Each of the lines below must be written out exactly as shown.

Start of Block

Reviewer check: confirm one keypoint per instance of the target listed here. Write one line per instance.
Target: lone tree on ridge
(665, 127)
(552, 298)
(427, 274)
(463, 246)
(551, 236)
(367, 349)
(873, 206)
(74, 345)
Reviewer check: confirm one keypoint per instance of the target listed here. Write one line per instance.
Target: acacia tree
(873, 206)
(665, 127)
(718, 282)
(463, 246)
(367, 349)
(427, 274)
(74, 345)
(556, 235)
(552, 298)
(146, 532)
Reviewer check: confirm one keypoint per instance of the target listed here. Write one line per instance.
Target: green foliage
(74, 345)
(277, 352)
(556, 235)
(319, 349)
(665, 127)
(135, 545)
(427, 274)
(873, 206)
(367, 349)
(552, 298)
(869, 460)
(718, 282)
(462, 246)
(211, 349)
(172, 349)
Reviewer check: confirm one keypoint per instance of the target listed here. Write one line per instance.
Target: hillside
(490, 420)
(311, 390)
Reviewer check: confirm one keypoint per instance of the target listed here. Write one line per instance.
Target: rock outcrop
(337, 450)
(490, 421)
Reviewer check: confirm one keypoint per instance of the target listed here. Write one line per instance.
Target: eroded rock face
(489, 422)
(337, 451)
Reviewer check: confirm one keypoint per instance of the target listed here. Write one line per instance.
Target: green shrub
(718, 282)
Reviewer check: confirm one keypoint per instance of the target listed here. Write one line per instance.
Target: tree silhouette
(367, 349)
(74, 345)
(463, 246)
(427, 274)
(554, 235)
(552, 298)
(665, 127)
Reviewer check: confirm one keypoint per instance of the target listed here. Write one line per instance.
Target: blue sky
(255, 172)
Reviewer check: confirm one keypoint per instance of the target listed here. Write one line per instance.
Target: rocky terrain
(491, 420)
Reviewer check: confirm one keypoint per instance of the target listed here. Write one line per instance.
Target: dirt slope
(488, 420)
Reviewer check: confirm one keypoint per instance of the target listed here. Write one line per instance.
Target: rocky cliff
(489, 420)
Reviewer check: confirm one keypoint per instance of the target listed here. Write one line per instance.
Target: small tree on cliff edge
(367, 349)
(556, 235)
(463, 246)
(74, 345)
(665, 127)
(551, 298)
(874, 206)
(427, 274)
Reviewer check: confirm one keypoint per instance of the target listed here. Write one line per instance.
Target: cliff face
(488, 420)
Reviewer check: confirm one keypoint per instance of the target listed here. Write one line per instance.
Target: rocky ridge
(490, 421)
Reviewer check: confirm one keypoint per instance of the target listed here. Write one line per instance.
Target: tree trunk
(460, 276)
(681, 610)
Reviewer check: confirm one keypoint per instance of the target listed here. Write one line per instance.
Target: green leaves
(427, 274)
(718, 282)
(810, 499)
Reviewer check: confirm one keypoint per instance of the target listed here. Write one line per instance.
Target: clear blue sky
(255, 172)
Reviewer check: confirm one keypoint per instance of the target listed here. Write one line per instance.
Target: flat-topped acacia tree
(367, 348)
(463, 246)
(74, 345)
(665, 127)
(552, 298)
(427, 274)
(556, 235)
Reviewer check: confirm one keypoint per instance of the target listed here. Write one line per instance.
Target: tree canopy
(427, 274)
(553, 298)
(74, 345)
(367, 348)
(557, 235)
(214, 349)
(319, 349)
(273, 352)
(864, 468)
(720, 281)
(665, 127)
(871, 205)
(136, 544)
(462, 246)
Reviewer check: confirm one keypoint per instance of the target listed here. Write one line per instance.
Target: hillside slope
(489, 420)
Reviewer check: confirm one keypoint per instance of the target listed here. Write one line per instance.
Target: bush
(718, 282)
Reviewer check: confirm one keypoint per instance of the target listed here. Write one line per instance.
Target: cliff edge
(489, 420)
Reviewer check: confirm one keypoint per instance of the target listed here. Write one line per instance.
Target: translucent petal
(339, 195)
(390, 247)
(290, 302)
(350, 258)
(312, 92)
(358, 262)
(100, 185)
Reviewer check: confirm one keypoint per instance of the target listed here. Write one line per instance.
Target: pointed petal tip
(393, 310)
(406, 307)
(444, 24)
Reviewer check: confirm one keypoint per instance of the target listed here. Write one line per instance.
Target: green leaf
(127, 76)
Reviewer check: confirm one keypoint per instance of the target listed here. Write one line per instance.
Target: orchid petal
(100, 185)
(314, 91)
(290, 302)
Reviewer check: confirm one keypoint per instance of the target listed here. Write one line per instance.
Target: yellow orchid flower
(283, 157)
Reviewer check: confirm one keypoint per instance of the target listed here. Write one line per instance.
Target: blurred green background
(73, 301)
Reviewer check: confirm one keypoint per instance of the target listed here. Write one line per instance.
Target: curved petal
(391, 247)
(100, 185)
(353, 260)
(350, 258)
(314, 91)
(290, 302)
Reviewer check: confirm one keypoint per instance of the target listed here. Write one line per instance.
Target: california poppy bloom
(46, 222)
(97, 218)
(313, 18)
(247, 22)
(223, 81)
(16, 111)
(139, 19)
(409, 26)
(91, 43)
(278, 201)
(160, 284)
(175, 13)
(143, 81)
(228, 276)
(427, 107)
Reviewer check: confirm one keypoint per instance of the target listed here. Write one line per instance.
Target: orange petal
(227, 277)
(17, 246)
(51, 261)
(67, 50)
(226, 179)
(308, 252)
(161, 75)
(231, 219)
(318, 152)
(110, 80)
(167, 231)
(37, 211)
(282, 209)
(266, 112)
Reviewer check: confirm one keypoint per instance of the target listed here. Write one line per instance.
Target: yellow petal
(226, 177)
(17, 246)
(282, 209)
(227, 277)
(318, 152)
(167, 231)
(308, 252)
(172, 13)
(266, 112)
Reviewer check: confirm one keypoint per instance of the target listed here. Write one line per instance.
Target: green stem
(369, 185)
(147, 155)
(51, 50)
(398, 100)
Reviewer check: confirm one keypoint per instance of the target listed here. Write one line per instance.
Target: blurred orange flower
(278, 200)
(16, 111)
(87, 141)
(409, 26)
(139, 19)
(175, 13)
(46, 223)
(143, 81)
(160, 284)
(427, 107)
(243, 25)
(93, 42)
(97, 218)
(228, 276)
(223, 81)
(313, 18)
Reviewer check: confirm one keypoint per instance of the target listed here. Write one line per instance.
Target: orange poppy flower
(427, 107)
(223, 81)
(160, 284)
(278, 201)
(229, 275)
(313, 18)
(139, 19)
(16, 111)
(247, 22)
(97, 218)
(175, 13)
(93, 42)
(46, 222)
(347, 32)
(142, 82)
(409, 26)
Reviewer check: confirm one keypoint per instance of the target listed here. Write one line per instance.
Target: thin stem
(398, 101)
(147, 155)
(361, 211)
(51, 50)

End of Block

**RESPONSE:**
Reviewer check: confirm one keypoint per instance of the target listed here. Write one line per instance.
Target: lone tree on ridge
(665, 127)
(552, 298)
(427, 274)
(463, 246)
(551, 236)
(367, 349)
(873, 206)
(74, 345)
Reviewer check: confirm one keypoint per instance of the target listed here. Write one line per instance.
Target: acacia tree
(873, 206)
(665, 127)
(718, 282)
(463, 246)
(367, 349)
(427, 274)
(74, 345)
(556, 235)
(552, 298)
(146, 532)
Reviewer check: confirm one keypoint per instance of the target listed here. Write one line per instance.
Target: green foliage
(74, 345)
(277, 352)
(556, 235)
(319, 349)
(665, 127)
(135, 545)
(427, 274)
(873, 206)
(367, 349)
(552, 298)
(869, 460)
(718, 282)
(462, 246)
(211, 349)
(172, 349)
Reviewer check: confirm one keypoint per instance of the target listed here. Write one line per instance.
Target: hillside
(490, 420)
(311, 390)
Reviewer check: confirm one keypoint per instance of the target listed here. Write one line per instance.
Target: rock outcrop
(337, 450)
(490, 421)
Reviewer check: confirm one keypoint per instance of the target listed here. Write one line per instance.
Target: eroded rock face
(489, 422)
(337, 451)
Reviewer check: confirm one keypoint per instance of the target listed here. Write one line per instance.
Target: green shrub
(718, 282)
Reviewer check: confirm one keypoint per instance of the target listed here. Write one line per instance.
Target: tree silhouette
(367, 349)
(74, 345)
(463, 246)
(427, 274)
(554, 235)
(552, 298)
(665, 127)
Reviewer check: confirm one keypoint per instance of the target listed here. Write one line per instance.
Target: blue sky
(255, 172)
Reviewer check: confirm one keypoint per instance of the target listed here. Write one line per instance.
Target: rocky terrain
(491, 420)
Reviewer check: confirm one keypoint per instance of the target listed here. Write one line per instance.
Target: dirt slope
(488, 420)
Reviewer check: confirm one keypoint per instance of the target listed here. Write one line per instance.
Target: rocky cliff
(489, 420)
Reviewer check: confirm one keypoint per instance of the target listed here. Write one line per instance.
Target: small tree on cliff edge
(367, 349)
(556, 235)
(463, 246)
(74, 345)
(665, 127)
(551, 298)
(874, 206)
(427, 274)
Reviewer check: confirm one keypoint per instance of the target listed here. Write one line per instance.
Target: cliff face
(488, 420)
Reviewer check: confirm one keypoint per instance of the target listed here. Write one line per instance.
Target: rocky ridge
(490, 421)
Reviewer check: confirm one keypoint per instance of the target listed here. Write one line per instance.
Target: tree trunk
(460, 276)
(681, 610)
Reviewer check: confirm one keypoint per instance of the target listed here. Write one line per instance.
Target: green leaves
(427, 274)
(718, 282)
(810, 499)
Reviewer check: confirm one keypoint per instance of the target listed here. Write one line per instance.
Target: clear blue sky
(255, 172)
Reviewer check: confirm one keypoint per instance of the target listed here. Write one line per instance.
Target: flat-topped acacia tree
(367, 348)
(463, 246)
(74, 345)
(665, 127)
(552, 298)
(427, 274)
(556, 235)
Reviewer check: confirm one keypoint per instance of the target listed here. Write one line per instance.
Target: tree canopy
(427, 274)
(553, 298)
(74, 345)
(367, 348)
(557, 235)
(214, 349)
(319, 349)
(273, 352)
(864, 468)
(720, 281)
(665, 127)
(871, 205)
(136, 544)
(462, 246)
Reviewer check: confirm one keypoint per instance of the target listed here. Write one line per instance.
Target: hillside slope
(489, 420)
Reviewer check: confirm one keypoint per instance of the target listed here. Write one line per instance.
Target: bush
(718, 282)
Reviewer check: confirm one keypoint per instance of the target listed here. Write one line per instance.
Target: cliff edge
(489, 420)
Reviewer check: confirm one keypoint per instance of the target listed here. Write one line per instance.
Target: translucent petal
(339, 195)
(390, 247)
(290, 302)
(350, 258)
(312, 92)
(358, 262)
(100, 185)
Reviewer check: confirm one keypoint per instance of the target listed here. Write one line per instance.
Target: pointed petal tip
(393, 310)
(406, 307)
(444, 24)
Reviewer check: confirm one keypoint per instance of the target listed here. Write one line per instance.
Target: green leaf
(127, 76)
Reviewer check: confirm one keypoint per instance of the target listed here. Write one line per instance.
Target: orchid petal
(100, 185)
(314, 91)
(290, 302)
Reviewer check: confirm one keypoint per instance of the target listed here. Write one line per instance.
Target: yellow orchid flower
(283, 157)
Reviewer check: confirm one keypoint per instance of the target listed here. Write one line per instance.
Target: blurred green background
(73, 301)
Reviewer check: confirm one keypoint per instance of the target listed here. Write one line per instance.
Target: curved petal
(391, 247)
(100, 185)
(353, 260)
(350, 258)
(314, 91)
(290, 302)
Reviewer check: confirm one keypoint per instance of the target listed here. Write one line per instance.
Target: california poppy bloom
(46, 222)
(97, 218)
(313, 18)
(247, 22)
(223, 81)
(16, 111)
(139, 19)
(409, 26)
(91, 43)
(278, 201)
(160, 284)
(175, 13)
(143, 81)
(228, 276)
(427, 107)
Reviewer check: confirm one keypoint per instance of the target listed here. Write one line per instance.
Target: orange petal
(227, 277)
(17, 246)
(51, 261)
(67, 50)
(226, 179)
(308, 252)
(161, 75)
(231, 219)
(318, 152)
(110, 80)
(167, 231)
(37, 211)
(282, 209)
(266, 112)
Reviewer check: confirm one keypoint per instance of the target listed here. Write one line per instance.
Target: yellow petal
(226, 177)
(17, 246)
(282, 209)
(227, 277)
(318, 152)
(167, 231)
(308, 252)
(172, 13)
(266, 112)
Reviewer check: confirm one keypoint per instance of the target listed here. Write one line per instance.
Target: green stem
(369, 185)
(147, 155)
(51, 50)
(398, 100)
Reviewer check: confirm one keypoint per instance of the target listed here. Write one line per instance.
Target: blurred orange flower
(278, 200)
(16, 111)
(87, 141)
(409, 26)
(139, 19)
(175, 13)
(46, 223)
(143, 81)
(160, 284)
(427, 107)
(243, 25)
(93, 42)
(97, 218)
(228, 276)
(223, 81)
(313, 18)
Reviewer check: confirm one keypoint per instance of the target listed here. Write one line per instance.
Target: orange poppy flower
(427, 107)
(223, 81)
(160, 284)
(278, 201)
(229, 275)
(313, 18)
(139, 19)
(16, 111)
(247, 22)
(97, 218)
(175, 13)
(93, 42)
(46, 222)
(347, 32)
(142, 82)
(409, 26)
Reviewer check: confirm one keypoint per instance of the target listed here. Write one line per instance.
Target: thin stem
(398, 101)
(147, 155)
(361, 211)
(51, 50)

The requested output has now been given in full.